> _Instruction_
Can you write out the passage of the Rite Aid article below again, starting with "Among the major" and going on through "store managers’ use.", but with "biweekly" swapped for "weekly"?

> _Page text_
* begin *
The promotion is part of the chain’s leadership succession plan and was approved at a recent regular meeting of the board of directors.

Standley, who will take the baton as Rite Aid CEO at the company’s annual meeting, is in his second stint at retailer. He rejoined the drug chain in his current role in September 2008 after departing in August 2005 to become chairman and CEO of Pathmark Stores Inc. After engineering a turnaround at Pathmark that culminated in the supermarket chain’s 2007 acquisition by A&P, Standley served in an advisory capacity to Sammons for some months before his official rehiring.

He first joined Rite Aid in December 1999 as part of a new management team that included Sammons, then in Standley’s current role of president and COO. Between 1999 and 2005, Standley served in a succession of posts, including chief administrative officer, senior executive vice president and chief financial officer.

Sammons intends to be an active chairman after the transition and will continue to represent Rite Aid in industry and government affairs as well as assist with strategic initiatives, as needed.

“When I asked John to return to Rite Aid, I knew he would move swiftly to improve our company’s operations,” Sammons said in a statement. “As president and COO, he’s helped us manage through this recession and set in motion initiatives to grow our company for the future. We are in a much stronger financial position today in large part due to his leadership.

“His many accomplishments in such a short time as president and COO and his previous successful track record at our company demonstrate his ability to guide Rite Aid as its next CEO," she added.

Among the major initiatives launched under Standley’s operational leadership are a segmentation program that has involved developing varied operating models for Rite Aid’s stores, differentiating them by market and sales volume. As a result, marketing, merchandising and operations are all being tailored to the characteristics of a given store.

In an interview with Chain Drug Review last summer, Stand­ley pointed out that many of Rite Aid’s low-volume stores either were profitable or had the potential to be profitable.

A number of measures, including reducing store deliveries to a biweekly schedule and the replacement of salaried assistant store managers with hourly shift supervisors, were introduced to enhance the profitability of those locations. To further enhance store-level performance, Rite Aid has implemented labor-scheduling tools for store managers’ use.
* end *
> _Dataset entries_
* begin *
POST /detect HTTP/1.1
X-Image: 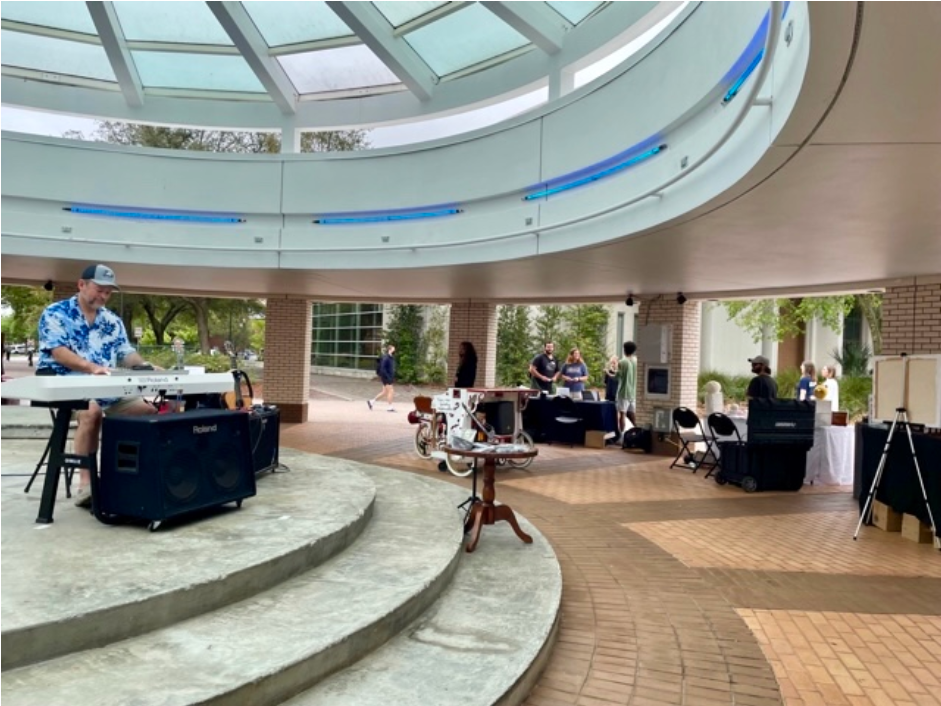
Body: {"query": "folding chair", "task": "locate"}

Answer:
[670,407,716,473]
[706,412,745,484]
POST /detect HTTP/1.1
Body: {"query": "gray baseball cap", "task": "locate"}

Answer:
[81,265,118,289]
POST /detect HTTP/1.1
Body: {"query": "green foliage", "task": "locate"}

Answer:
[65,120,369,154]
[830,341,872,376]
[496,306,535,387]
[527,304,571,350]
[556,304,610,387]
[383,304,427,383]
[0,284,52,344]
[838,375,872,422]
[724,295,856,343]
[422,306,448,385]
[698,370,752,404]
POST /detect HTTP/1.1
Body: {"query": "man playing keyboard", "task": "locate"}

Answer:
[36,265,157,507]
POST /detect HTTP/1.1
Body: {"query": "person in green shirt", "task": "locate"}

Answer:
[615,341,637,434]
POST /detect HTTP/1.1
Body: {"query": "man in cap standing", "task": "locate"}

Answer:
[36,265,156,507]
[745,355,778,400]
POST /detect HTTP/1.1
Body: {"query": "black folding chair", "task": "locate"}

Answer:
[706,412,745,479]
[670,407,716,473]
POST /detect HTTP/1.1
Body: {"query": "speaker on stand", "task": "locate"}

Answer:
[99,410,255,530]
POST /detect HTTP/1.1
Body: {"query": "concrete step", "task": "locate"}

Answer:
[286,508,562,706]
[0,457,466,706]
[0,448,376,668]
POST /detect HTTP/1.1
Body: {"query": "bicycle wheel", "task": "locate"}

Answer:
[444,454,474,478]
[507,431,536,468]
[415,423,434,458]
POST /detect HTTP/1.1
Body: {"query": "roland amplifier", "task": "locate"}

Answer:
[99,409,255,523]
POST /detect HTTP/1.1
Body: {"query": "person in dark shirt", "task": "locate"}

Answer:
[529,341,559,394]
[454,341,477,387]
[745,355,778,400]
[366,343,395,412]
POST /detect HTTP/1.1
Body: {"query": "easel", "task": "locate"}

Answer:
[853,353,941,549]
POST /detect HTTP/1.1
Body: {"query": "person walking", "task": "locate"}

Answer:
[366,343,395,412]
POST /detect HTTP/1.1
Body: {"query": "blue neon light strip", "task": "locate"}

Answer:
[523,145,667,201]
[722,49,765,103]
[63,206,245,223]
[722,2,791,104]
[314,208,461,225]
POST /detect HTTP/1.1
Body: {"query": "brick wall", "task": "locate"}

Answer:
[52,280,77,302]
[882,275,941,355]
[447,302,497,387]
[637,295,702,425]
[264,299,312,424]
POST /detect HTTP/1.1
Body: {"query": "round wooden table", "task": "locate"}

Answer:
[442,446,538,553]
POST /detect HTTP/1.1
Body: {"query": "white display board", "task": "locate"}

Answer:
[872,354,941,429]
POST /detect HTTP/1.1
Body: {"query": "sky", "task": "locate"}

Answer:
[0,3,687,148]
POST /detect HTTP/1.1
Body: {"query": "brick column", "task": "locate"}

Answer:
[264,298,311,424]
[882,275,941,355]
[447,301,497,387]
[637,295,702,426]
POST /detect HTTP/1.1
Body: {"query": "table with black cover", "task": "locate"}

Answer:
[523,397,618,442]
[854,424,941,536]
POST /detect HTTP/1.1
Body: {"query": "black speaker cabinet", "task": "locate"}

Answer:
[99,409,255,523]
[248,406,281,475]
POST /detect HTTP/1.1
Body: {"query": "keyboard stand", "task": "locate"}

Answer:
[36,400,98,525]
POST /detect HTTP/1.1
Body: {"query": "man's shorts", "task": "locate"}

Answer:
[617,400,634,414]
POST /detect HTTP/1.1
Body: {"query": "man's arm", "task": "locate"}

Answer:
[49,346,109,375]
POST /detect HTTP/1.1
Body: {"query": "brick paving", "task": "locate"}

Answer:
[282,384,941,706]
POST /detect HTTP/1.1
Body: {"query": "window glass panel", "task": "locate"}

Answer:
[131,51,265,93]
[0,30,117,81]
[242,0,353,47]
[114,0,232,46]
[373,0,448,27]
[0,0,98,34]
[278,45,399,93]
[546,0,604,25]
[405,3,529,76]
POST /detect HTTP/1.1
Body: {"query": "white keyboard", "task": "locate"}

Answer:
[0,370,234,402]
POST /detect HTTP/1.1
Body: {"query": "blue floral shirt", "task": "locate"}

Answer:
[37,295,134,375]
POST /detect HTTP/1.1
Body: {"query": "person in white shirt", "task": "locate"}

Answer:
[820,365,840,412]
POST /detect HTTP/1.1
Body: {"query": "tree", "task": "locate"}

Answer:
[856,293,882,355]
[496,306,534,387]
[422,306,448,385]
[725,295,856,342]
[536,304,570,357]
[0,284,52,343]
[65,120,369,154]
[383,304,426,383]
[560,304,609,387]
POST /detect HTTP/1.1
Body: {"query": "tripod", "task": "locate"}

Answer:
[853,407,938,546]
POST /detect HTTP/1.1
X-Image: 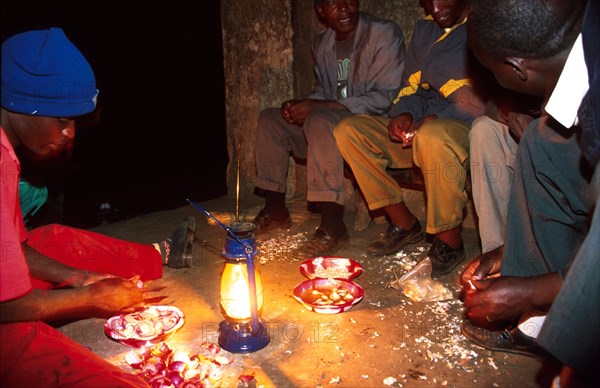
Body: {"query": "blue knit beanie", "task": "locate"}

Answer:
[1,28,98,117]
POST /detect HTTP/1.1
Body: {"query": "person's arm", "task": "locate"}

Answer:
[339,22,406,115]
[388,24,432,123]
[0,278,144,323]
[465,272,562,326]
[22,244,115,287]
[281,99,347,127]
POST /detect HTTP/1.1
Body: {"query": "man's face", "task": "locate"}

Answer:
[315,0,359,40]
[10,113,75,158]
[419,0,469,28]
[467,28,540,95]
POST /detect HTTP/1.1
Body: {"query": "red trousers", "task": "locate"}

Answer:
[27,224,162,289]
[0,322,148,387]
[0,224,162,387]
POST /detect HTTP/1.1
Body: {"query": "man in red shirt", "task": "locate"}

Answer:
[0,28,194,387]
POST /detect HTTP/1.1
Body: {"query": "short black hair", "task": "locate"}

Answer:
[468,0,584,59]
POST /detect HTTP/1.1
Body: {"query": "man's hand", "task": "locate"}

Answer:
[88,278,145,316]
[58,271,118,288]
[460,245,504,293]
[464,273,562,327]
[281,100,318,127]
[281,99,348,127]
[388,113,416,147]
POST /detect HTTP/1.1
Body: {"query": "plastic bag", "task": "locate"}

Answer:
[389,257,453,302]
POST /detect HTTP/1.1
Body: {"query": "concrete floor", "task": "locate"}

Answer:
[61,197,551,387]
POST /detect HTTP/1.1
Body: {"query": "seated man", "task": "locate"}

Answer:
[334,0,483,276]
[469,94,540,253]
[0,28,194,386]
[461,0,600,387]
[254,0,404,257]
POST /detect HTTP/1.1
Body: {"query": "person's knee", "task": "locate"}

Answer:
[256,108,281,138]
[469,116,502,145]
[302,110,339,142]
[333,116,360,145]
[414,120,446,151]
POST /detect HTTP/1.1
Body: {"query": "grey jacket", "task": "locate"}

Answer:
[307,12,405,114]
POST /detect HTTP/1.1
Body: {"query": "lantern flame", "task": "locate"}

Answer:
[221,261,263,320]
* end *
> _Exercise response_
Among the major initiatives launched under Standley’s operational leadership are a segmentation program that has involved developing varied operating models for Rite Aid’s stores, differentiating them by market and sales volume. As a result, marketing, merchandising and operations are all being tailored to the characteristics of a given store.

In an interview with Chain Drug Review last summer, Stand­ley pointed out that many of Rite Aid’s low-volume stores either were profitable or had the potential to be profitable.

A number of measures, including reducing store deliveries to a weekly schedule and the replacement of salaried assistant store managers with hourly shift supervisors, were introduced to enhance the profitability of those locations. To further enhance store-level performance, Rite Aid has implemented labor-scheduling tools for store managers’ use.